[begin Source passage]
The second half of Caldwell-Dyson's mission was marked by the failure of a coolant pump at the beginning of August. Caldwell Dyson performed her first spacewalk on August 7, 2010 with NASA astronaut Douglas Wheelock. The task for this first of three contingency EVA was to prepare the malfunctioning coolant pump for replacement on the next spacewalks that took place on August 11, 2010 and August 16, 2010. She performed all of this contingency EVA.

After 176 days, 1 hour, 18 minutes and 38 seconds in space, Caldwell-Dyson landed in Kazakhstan on September 25, 2010. During this spaceflight, she completed three spacewalks, logging 22 hrs and 49 minutes of Extra-vehicular activity work to replace a malfunctioning coolant pump.

Third flight

Since December 2021, Tracy Caldwell-Dyson is back in flight training as a back-up crew member of the Soyuz MS-24. She is backing up her NASA astronaut colleague Loral O'Hara.

Other activities

Caldwell Dyson is a private pilot and conversational in American Sign Language (ASL) and Russian. She is also the lead vocalist for the all-astronaut band Max Q.

In 2011, Caldwell Dyson served as the guest judge on a space-themed episode of the Food Network show Cupcake Wars. She appeared on Episode 3 of MasterChef Junior Season 4.

Caldwell Dyson also advised Jessica Chastain when the actress was preparing to appear as an astronaut and mission commander in the 2015 movie The Martian. Chastain said she was very inspired by Caldwell Dyson.
[end Source passage]
[begin Given information]
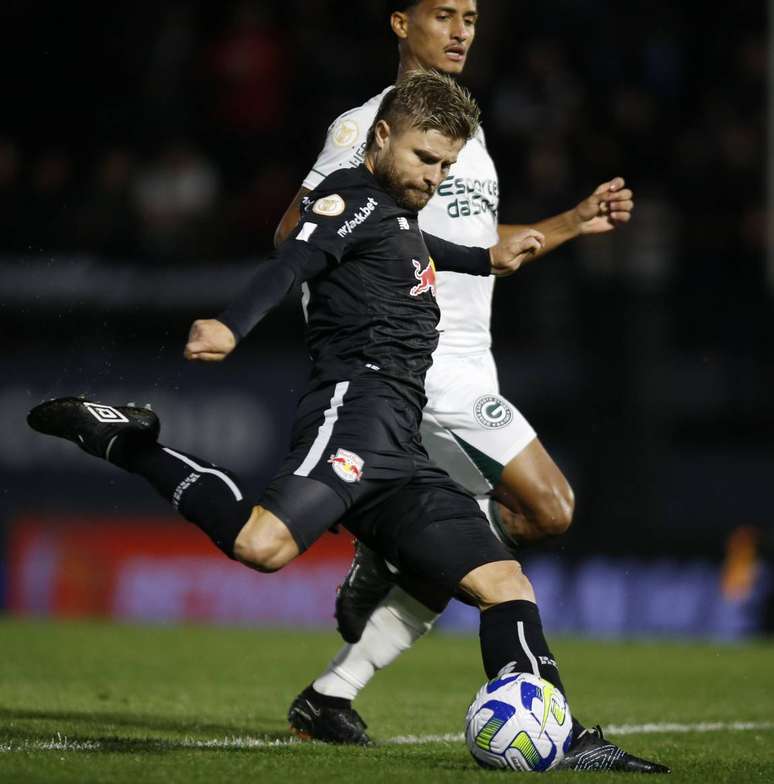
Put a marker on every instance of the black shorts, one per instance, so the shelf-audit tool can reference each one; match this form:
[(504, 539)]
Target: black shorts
[(357, 459)]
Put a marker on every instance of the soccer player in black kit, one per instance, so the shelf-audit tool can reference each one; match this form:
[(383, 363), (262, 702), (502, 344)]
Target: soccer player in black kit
[(367, 275)]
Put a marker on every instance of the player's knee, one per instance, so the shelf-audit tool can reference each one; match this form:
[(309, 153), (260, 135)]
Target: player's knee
[(554, 509), (265, 547), (498, 582)]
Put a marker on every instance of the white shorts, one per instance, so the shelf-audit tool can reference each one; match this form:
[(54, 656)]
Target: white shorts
[(467, 427)]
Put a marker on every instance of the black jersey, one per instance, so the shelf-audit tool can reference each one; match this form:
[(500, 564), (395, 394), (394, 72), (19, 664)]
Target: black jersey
[(368, 283)]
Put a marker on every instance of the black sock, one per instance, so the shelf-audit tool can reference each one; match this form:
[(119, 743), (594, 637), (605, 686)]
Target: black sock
[(505, 629), (513, 632), (210, 497)]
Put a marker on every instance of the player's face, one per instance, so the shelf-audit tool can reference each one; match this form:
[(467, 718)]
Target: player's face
[(412, 164), (439, 33)]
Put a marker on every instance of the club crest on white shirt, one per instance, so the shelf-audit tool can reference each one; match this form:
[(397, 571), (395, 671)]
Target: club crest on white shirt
[(345, 133), (492, 411), (329, 206)]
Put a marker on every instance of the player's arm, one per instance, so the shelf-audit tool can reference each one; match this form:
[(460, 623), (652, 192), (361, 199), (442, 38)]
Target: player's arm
[(609, 206), (289, 220), (502, 259), (212, 340)]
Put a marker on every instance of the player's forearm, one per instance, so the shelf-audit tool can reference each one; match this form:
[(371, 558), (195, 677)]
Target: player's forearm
[(557, 230), (294, 262), (450, 257)]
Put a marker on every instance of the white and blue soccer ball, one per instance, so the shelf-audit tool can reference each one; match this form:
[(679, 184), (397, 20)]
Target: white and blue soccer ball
[(519, 722)]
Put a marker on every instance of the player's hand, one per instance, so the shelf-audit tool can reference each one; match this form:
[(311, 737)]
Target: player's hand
[(509, 254), (610, 205), (209, 340)]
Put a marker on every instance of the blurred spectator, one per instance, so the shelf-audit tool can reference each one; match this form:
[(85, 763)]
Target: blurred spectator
[(106, 221), (249, 65), (175, 196), (49, 210), (11, 208)]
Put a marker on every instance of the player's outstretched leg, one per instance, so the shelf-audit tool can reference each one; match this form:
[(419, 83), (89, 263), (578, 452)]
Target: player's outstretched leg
[(208, 496), (367, 582), (507, 602)]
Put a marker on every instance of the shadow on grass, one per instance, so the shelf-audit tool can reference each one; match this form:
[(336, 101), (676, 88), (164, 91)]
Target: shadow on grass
[(82, 727)]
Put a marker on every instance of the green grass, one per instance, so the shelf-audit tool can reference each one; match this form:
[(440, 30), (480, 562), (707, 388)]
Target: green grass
[(143, 693)]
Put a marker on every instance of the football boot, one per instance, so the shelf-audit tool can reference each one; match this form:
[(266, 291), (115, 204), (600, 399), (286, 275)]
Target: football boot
[(592, 751), (93, 426), (313, 716)]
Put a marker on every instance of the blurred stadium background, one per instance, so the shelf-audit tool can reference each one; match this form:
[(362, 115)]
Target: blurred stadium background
[(147, 152)]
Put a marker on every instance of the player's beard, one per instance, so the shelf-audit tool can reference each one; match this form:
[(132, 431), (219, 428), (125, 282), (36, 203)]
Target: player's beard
[(413, 199)]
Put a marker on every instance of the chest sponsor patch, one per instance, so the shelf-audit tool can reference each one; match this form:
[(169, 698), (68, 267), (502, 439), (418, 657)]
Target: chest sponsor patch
[(425, 276), (492, 411), (360, 216), (329, 206), (347, 465)]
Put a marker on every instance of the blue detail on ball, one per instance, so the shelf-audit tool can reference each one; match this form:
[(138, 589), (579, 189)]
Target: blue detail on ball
[(530, 692)]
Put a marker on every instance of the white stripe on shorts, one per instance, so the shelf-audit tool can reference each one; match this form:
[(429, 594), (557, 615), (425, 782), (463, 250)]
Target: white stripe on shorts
[(525, 648), (201, 469), (324, 433)]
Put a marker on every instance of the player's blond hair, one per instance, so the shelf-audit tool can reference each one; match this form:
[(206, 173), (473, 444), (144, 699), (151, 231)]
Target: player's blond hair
[(429, 101)]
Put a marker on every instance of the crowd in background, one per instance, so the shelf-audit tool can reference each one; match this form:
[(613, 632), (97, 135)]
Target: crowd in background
[(167, 135), (181, 130)]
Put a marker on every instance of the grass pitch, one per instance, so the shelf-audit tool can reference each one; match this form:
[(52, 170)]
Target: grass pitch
[(88, 702)]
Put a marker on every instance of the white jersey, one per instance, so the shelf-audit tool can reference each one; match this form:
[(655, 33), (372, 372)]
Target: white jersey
[(463, 210)]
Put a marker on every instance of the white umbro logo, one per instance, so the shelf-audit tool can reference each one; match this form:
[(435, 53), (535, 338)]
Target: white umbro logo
[(105, 414)]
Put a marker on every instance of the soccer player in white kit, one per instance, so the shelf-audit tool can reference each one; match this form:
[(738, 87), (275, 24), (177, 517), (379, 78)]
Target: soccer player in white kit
[(468, 428)]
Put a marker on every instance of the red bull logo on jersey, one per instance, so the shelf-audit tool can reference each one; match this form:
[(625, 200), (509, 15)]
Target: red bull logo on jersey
[(347, 465), (426, 278)]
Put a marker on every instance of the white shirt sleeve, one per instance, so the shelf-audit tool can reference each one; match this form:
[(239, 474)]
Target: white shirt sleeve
[(345, 142)]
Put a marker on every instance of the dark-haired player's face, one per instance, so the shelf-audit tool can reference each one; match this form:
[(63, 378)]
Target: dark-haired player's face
[(412, 164), (440, 33)]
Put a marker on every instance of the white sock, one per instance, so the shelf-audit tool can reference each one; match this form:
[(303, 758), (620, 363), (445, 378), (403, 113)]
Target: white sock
[(394, 626)]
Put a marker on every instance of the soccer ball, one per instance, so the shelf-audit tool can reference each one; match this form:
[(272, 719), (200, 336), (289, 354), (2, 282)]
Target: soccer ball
[(518, 721)]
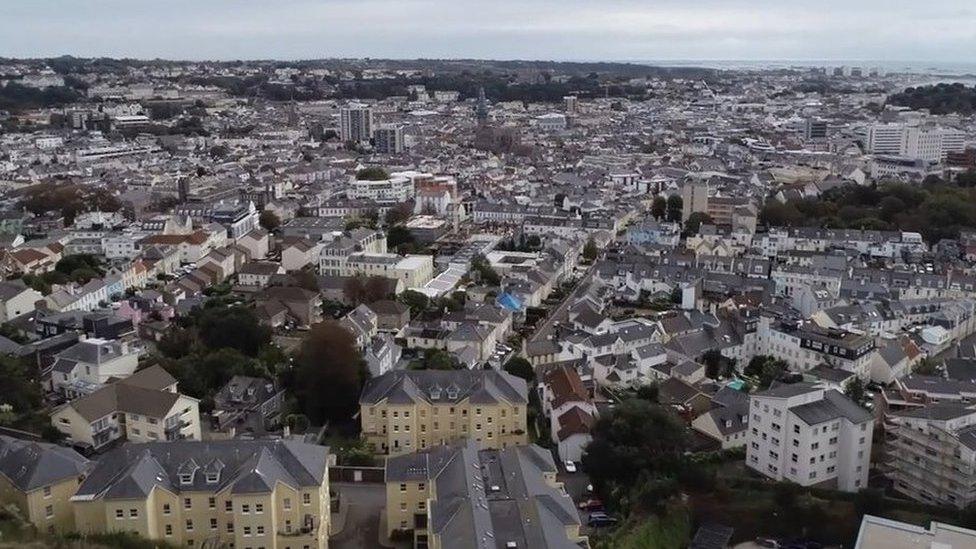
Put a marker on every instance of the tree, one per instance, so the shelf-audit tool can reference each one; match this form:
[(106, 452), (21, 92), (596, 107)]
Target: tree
[(520, 367), (329, 373), (659, 208), (636, 436), (590, 250), (714, 363), (855, 390), (695, 221), (675, 205), (232, 327), (269, 220), (398, 214)]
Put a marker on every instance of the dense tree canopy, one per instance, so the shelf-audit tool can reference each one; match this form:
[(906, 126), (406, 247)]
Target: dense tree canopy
[(936, 209)]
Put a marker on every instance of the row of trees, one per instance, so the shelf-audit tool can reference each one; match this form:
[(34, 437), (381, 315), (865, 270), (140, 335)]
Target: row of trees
[(937, 209)]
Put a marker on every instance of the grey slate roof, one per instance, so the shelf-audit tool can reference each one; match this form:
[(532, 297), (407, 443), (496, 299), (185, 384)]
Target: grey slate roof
[(32, 465), (410, 386), (496, 495), (247, 466)]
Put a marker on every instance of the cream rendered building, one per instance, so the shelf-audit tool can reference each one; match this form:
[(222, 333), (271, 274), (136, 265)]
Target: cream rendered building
[(143, 407), (460, 496), (408, 410), (270, 494), (39, 479)]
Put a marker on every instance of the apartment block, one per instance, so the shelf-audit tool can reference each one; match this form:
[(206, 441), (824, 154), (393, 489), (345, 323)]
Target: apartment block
[(271, 494), (143, 407), (460, 496), (39, 479), (812, 436), (408, 410), (931, 453)]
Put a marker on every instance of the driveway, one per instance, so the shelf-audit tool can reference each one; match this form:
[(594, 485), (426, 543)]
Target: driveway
[(362, 505)]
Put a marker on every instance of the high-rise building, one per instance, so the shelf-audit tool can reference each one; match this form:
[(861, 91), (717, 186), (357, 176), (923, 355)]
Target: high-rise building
[(809, 435), (572, 104), (389, 139), (356, 123)]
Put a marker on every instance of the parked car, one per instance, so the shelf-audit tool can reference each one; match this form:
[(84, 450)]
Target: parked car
[(591, 504), (597, 520)]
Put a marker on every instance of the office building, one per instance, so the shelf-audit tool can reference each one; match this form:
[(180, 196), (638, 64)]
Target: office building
[(811, 436), (389, 139), (356, 123)]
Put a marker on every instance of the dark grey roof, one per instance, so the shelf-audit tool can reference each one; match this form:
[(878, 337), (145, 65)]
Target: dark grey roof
[(247, 466), (409, 386), (495, 495), (833, 406), (32, 465)]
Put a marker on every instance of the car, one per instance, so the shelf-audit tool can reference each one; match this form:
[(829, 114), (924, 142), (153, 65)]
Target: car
[(591, 504), (597, 520)]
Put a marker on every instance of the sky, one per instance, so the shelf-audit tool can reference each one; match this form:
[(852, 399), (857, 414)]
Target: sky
[(592, 30)]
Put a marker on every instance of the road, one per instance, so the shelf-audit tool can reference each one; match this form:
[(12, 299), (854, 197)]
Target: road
[(562, 311), (363, 503)]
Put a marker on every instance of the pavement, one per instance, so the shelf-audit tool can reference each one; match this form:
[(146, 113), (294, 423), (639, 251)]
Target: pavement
[(358, 520)]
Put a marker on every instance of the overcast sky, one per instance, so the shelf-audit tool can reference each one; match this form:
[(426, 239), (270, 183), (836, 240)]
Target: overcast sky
[(884, 30)]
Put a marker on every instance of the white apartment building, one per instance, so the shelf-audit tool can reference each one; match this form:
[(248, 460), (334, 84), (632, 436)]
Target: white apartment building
[(932, 453), (931, 144), (413, 270), (398, 188), (356, 123), (812, 436), (389, 139)]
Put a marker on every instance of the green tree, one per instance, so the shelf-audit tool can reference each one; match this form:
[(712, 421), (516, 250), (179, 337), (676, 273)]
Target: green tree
[(269, 220), (518, 366), (659, 207), (636, 437), (695, 221), (675, 204), (329, 373)]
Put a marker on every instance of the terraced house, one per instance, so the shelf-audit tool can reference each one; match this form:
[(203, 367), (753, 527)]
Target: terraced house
[(408, 410), (38, 479), (258, 494), (460, 496)]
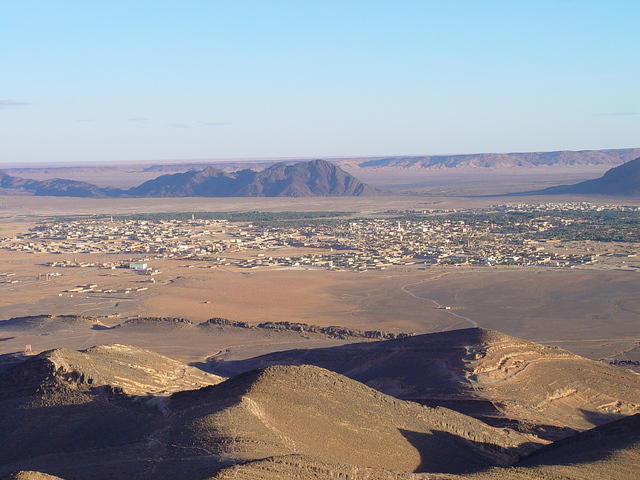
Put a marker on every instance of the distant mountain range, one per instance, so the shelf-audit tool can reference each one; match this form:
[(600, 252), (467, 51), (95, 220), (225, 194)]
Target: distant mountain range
[(564, 158), (623, 180), (302, 179), (57, 187)]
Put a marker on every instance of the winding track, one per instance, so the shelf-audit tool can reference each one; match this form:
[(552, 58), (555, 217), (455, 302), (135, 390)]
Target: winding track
[(473, 323)]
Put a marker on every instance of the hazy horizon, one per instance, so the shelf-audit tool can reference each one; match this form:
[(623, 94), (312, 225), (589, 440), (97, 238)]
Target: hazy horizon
[(128, 83)]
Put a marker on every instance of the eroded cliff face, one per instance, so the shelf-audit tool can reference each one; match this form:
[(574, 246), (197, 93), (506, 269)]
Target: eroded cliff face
[(501, 379)]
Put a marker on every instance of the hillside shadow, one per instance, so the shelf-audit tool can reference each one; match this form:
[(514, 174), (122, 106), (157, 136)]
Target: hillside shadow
[(599, 418), (444, 452), (593, 445)]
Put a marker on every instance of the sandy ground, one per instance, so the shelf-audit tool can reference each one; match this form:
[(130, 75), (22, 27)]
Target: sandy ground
[(591, 312)]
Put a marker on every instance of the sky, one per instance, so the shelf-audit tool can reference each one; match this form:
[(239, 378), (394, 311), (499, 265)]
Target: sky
[(125, 81)]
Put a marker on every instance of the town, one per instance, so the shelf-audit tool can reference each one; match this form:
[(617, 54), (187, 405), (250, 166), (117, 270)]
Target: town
[(420, 239)]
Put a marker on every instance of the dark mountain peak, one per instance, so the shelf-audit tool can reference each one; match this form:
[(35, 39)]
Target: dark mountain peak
[(302, 179), (623, 180)]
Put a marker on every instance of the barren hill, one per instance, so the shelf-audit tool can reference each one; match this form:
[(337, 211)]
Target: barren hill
[(564, 158), (623, 180), (337, 419), (79, 415), (487, 374), (302, 179)]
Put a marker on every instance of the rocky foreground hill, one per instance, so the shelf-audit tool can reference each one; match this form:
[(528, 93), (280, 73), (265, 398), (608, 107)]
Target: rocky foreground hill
[(501, 379), (116, 411)]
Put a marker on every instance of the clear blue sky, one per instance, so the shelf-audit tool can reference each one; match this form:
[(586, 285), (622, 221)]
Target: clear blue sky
[(144, 80)]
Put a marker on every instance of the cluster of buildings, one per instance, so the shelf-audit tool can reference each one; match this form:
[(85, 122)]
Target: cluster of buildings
[(421, 239)]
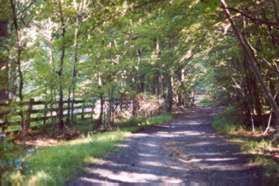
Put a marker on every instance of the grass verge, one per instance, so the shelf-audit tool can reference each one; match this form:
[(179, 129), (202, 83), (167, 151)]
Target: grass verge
[(254, 144), (56, 164)]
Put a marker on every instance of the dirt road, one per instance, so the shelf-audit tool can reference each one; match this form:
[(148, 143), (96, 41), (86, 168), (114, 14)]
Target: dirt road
[(185, 152)]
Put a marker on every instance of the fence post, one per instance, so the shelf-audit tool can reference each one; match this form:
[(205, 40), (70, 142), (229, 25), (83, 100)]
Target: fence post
[(82, 111), (28, 115), (45, 113)]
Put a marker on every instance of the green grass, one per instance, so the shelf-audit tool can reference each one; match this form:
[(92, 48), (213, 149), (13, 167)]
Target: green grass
[(226, 123), (55, 165)]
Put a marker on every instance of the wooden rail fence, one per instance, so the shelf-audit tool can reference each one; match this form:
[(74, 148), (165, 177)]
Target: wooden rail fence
[end Given information]
What needs to be done -> According to the passage on Tracy Caldwell-Dyson, which band does she sing lead vocals for?

Answer -> The all-astronaut band Max Q.